• [Task prompt] From the first line to the last, write out the records below exactly as they appear.

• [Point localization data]
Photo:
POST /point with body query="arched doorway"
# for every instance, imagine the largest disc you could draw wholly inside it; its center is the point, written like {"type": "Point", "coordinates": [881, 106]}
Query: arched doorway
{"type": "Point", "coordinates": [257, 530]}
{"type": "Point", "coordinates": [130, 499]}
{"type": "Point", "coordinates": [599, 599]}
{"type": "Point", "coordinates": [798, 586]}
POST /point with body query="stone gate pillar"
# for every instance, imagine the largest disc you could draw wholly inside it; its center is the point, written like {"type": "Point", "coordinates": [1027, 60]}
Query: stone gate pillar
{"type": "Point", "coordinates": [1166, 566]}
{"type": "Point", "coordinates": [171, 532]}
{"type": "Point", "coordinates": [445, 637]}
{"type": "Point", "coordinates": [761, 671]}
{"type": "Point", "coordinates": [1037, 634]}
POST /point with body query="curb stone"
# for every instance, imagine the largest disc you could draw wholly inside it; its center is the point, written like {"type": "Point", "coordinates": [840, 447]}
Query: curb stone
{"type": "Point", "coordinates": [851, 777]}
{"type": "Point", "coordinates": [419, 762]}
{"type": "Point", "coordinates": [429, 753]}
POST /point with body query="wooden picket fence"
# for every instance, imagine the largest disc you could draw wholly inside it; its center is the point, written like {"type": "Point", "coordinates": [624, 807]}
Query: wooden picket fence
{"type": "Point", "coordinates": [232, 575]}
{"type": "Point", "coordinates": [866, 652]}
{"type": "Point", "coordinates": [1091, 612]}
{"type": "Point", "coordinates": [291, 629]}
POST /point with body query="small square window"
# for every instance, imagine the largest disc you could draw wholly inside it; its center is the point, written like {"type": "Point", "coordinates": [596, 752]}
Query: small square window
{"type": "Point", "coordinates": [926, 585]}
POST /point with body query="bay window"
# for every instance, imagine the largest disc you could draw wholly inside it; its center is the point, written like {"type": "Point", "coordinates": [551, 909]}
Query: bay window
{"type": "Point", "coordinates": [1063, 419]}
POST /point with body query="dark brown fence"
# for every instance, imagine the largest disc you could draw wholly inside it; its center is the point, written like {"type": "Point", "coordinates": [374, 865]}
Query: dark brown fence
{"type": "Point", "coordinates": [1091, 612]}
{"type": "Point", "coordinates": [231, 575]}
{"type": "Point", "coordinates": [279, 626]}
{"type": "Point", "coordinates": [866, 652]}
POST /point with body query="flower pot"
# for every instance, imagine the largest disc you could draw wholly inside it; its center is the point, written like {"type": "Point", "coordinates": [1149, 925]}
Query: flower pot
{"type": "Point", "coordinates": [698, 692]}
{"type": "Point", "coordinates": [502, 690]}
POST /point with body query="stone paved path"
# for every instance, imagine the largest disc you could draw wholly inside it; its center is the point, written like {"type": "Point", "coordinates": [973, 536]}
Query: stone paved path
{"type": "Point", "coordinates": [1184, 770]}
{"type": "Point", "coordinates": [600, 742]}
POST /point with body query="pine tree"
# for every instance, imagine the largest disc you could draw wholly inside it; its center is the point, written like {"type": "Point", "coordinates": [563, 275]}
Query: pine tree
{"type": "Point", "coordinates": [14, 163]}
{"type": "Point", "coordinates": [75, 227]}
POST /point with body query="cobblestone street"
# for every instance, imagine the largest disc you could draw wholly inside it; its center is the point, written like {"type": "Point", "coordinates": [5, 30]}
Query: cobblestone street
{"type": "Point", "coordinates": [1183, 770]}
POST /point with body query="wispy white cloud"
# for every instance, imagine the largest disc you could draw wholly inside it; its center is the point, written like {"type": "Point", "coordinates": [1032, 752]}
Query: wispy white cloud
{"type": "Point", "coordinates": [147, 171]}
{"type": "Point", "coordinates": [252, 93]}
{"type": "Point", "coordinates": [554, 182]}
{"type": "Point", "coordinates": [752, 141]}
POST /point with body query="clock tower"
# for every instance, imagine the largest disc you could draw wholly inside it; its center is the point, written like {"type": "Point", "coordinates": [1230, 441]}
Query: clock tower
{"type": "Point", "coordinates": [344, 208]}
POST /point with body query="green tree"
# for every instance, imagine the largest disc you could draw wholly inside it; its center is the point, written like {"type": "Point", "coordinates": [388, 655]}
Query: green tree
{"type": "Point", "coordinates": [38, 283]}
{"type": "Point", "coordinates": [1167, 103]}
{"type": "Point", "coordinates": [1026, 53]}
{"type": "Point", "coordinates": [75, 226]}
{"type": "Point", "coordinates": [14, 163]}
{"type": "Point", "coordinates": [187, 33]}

• [Solution for this exercise]
Photo:
POST /point with body query="arched doorway"
# for every instance, imagine the largest disc you could draw wholly inside it; its center is the point, written like {"type": "Point", "coordinates": [881, 106]}
Query: arched doorway
{"type": "Point", "coordinates": [257, 530]}
{"type": "Point", "coordinates": [130, 499]}
{"type": "Point", "coordinates": [599, 599]}
{"type": "Point", "coordinates": [798, 586]}
POST /point with body query="stone gate pillar"
# for every instance, imagine the largest disc you could draw wholly inside it; its center is the point, written like {"type": "Point", "coordinates": [1027, 60]}
Query: stone gate pillar
{"type": "Point", "coordinates": [1166, 566]}
{"type": "Point", "coordinates": [171, 532]}
{"type": "Point", "coordinates": [445, 637]}
{"type": "Point", "coordinates": [761, 671]}
{"type": "Point", "coordinates": [1037, 634]}
POST /point with body query="curb stone"
# for every instance, imagine the largest disc you could draw wholly inside it; its center is the point, written like {"type": "Point", "coordinates": [840, 447]}
Query: curb stone
{"type": "Point", "coordinates": [851, 777]}
{"type": "Point", "coordinates": [419, 762]}
{"type": "Point", "coordinates": [429, 753]}
POST /point with body query="wooden picket fence"
# for every instance, imagine the largest disc you could draw wholly inside it; its center is the point, written like {"type": "Point", "coordinates": [624, 807]}
Query: wooden picket fence
{"type": "Point", "coordinates": [232, 575]}
{"type": "Point", "coordinates": [866, 652]}
{"type": "Point", "coordinates": [1091, 612]}
{"type": "Point", "coordinates": [291, 629]}
POST /point with body query="small square window"
# for every instance, imagine the largest disc you could draw wholly inside it; its center is the point, written like {"type": "Point", "coordinates": [596, 752]}
Query: small square window
{"type": "Point", "coordinates": [926, 585]}
POST /point with body query="bay window"
# for every instance, imagine the largest disc you could draw wholly inside it; its center is the point, written like {"type": "Point", "coordinates": [551, 909]}
Query: bay window
{"type": "Point", "coordinates": [1063, 419]}
POST /point with body query="dark brown fence"
# for every instance, imagine the largest disc you could draw wholly inside it; its center is the point, written like {"type": "Point", "coordinates": [374, 865]}
Query: dark brown fence
{"type": "Point", "coordinates": [1091, 612]}
{"type": "Point", "coordinates": [231, 575]}
{"type": "Point", "coordinates": [279, 626]}
{"type": "Point", "coordinates": [866, 652]}
POST /point with body query="flower pot"
# for every instance, imagine the largest disc you could draw wholly inside it; its center is the point, written like {"type": "Point", "coordinates": [1149, 925]}
Query: flower pot
{"type": "Point", "coordinates": [698, 692]}
{"type": "Point", "coordinates": [502, 690]}
POST /point with body query="stone paved path"
# for every instance, imagine the largest disc you could draw wholly inside it; its center is the point, written like {"type": "Point", "coordinates": [973, 536]}
Query: stone paved path
{"type": "Point", "coordinates": [1184, 770]}
{"type": "Point", "coordinates": [600, 742]}
POST /point with body query="pine tree"
# for every instance, imagine the largest disc you could draw wholly inside it; its center is the point, written like {"type": "Point", "coordinates": [563, 275]}
Query: pine tree
{"type": "Point", "coordinates": [14, 163]}
{"type": "Point", "coordinates": [75, 227]}
POST /point with body query="cobblestone street"
# for every instance, imagine the largest disc you could draw wholly inside it; its center is the point, written like {"type": "Point", "coordinates": [5, 30]}
Query: cobblestone street
{"type": "Point", "coordinates": [1183, 770]}
POST /point with body query="wispy white cloud"
# for every instance, imagine the largest disc you could draw wholly inside it; its center is the point, written like {"type": "Point", "coordinates": [1032, 752]}
Query: wispy white cloud
{"type": "Point", "coordinates": [147, 171]}
{"type": "Point", "coordinates": [252, 93]}
{"type": "Point", "coordinates": [554, 182]}
{"type": "Point", "coordinates": [752, 141]}
POST /point with body query="clock tower"
# for every instance, imagine the largest disc you could draw wholly inside it; its center is the point, written like {"type": "Point", "coordinates": [1230, 441]}
Query: clock tower
{"type": "Point", "coordinates": [344, 208]}
POST /point with body query="green tree"
# for every instance, imagine the largest disc you could draw wholly inside it; its center is the point, written like {"type": "Point", "coordinates": [388, 655]}
Query: green tree
{"type": "Point", "coordinates": [38, 283]}
{"type": "Point", "coordinates": [1167, 103]}
{"type": "Point", "coordinates": [1026, 53]}
{"type": "Point", "coordinates": [75, 226]}
{"type": "Point", "coordinates": [14, 163]}
{"type": "Point", "coordinates": [187, 33]}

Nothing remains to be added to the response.